## Text
□ □ □ □ □ □ □

To the super annoying, snotty woman at the Post Office.

I'm already pissed off that I don't get mail at my friggin' street address.  Why doesn't Jackson have street mailing?  It's super friggin' annoying.  So instead of just waiting at my door for a package, I have to haul my butt across town to wait in the long lines for one of you fabulous postal workers to take my fancy little yellow slip and get a package for me.  Oh, and you're opened during business hours, which is convenient for no one.

Oh you say you're open Saturdays?  Until noon?  Awesome.  I can get mail once a week.  Luckily I have Tuesdays off, so make that twice a week.  You don't like it when my mail piles up, so you shove it in the tiny little mailbox until stuff is all bent wonky?  I don't like that the Post Office doesn't offer different sizes of mail boxes.  So now we're even.

And I get REALLY sunshine-and-daisies when I leave work early to drive across town to pick up a package.  I get to the back of the line EXACTLY as the clock turns from 4:59 to 5:00.  And then you're SO PLEASANT when you holler (yes, holler) across the full lobby "Ma'am in the grey coat, we are closed.  You'll have to come back tomorrow."

SERIOUSLY?  If I'm not mistaken, you take NUMEROUS yellow slips back at once and haul everyone's packages to the front in a group.  So if there are two people in front of me with yellow slips awaiting their packages, you're saying that it's not worth your time or effort to take ONE MORE yellow slip to get my ONE package?  That's what you're saying?  Even thought it's EXACTLY 5:00 p.m.?  So if I had been able to hang up on a patient one moment faster and get to the friggin' Post Office one minute faster then I could get my package?  I don't get credit for the dozens of times I've stood in lines for up to fifteen minutes while you asked every sodding person, "And will you be needing stamps today?"

NO I DON'T NEED FRIGGIN' STAMPS.  I WILL TELL YOU IF I NEED SOME DAMN STAMPS, DO YOU UNDERSTAND?  PERFECTLY okay with being responsible with my own stamp needs, THANK YOU.

Expect a package with my name on it soon filled with moldy food.  And I won't pick it up.  I will leave it in your back room, smelling up the office until it makes you want to vomit.

Happy Thanksgiving, government employee.  I'm so thankful for your dedication to the people of this community.

□ □ □ □ □ □ □

## Listed records
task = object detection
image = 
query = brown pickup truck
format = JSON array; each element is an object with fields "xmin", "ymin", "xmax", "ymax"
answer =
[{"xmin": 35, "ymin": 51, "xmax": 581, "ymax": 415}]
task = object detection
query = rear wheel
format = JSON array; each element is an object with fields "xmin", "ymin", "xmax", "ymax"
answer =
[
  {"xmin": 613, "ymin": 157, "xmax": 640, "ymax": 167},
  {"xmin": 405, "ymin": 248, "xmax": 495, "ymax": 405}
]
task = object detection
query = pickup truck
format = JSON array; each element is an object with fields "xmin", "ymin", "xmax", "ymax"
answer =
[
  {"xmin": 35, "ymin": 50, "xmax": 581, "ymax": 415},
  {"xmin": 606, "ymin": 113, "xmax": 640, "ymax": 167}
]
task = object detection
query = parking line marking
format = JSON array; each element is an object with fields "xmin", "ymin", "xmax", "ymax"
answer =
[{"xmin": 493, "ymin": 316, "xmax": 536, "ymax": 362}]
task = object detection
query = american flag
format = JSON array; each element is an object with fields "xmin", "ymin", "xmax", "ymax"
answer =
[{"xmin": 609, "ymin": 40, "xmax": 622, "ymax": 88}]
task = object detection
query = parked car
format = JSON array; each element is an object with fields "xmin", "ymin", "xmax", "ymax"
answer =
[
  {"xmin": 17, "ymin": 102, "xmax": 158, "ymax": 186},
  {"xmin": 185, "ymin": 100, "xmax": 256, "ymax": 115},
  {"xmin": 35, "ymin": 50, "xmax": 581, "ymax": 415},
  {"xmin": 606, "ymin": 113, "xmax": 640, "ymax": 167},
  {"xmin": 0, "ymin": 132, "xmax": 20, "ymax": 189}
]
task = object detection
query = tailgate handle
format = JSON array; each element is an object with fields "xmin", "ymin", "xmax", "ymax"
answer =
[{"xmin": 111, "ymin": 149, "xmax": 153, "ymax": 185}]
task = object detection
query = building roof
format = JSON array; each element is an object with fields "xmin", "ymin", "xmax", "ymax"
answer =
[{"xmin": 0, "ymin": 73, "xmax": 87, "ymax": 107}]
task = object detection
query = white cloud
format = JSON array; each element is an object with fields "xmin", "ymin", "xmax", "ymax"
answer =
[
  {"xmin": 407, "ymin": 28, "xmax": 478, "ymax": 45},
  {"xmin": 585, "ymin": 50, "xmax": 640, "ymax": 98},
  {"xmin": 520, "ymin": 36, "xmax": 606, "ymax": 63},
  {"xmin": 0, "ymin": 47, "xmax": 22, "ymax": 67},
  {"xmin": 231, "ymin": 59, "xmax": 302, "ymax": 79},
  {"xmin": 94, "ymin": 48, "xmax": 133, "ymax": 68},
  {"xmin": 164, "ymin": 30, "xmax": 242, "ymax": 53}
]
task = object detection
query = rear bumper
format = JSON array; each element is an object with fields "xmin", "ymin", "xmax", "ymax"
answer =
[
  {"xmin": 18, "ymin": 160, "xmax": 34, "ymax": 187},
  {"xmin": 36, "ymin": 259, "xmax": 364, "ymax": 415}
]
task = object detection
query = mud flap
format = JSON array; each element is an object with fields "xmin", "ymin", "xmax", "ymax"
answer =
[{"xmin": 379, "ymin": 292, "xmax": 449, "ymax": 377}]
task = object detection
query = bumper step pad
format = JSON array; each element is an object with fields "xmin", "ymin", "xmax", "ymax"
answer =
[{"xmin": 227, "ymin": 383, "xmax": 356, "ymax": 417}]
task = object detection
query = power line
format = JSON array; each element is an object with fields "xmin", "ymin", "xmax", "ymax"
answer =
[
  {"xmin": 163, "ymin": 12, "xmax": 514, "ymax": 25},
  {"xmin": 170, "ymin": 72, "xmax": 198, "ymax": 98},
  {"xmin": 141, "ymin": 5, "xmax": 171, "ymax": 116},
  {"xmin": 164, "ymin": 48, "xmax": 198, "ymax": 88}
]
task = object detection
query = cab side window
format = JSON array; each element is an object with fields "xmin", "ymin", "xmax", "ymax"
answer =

□ □ □ □ □ □ □

## To do
In the post office rant, what time did the clock show when the writer got to the back of the line?

## Your solution
The clock was turning from 4:59 to 5:00, exactly 5:00 p.m.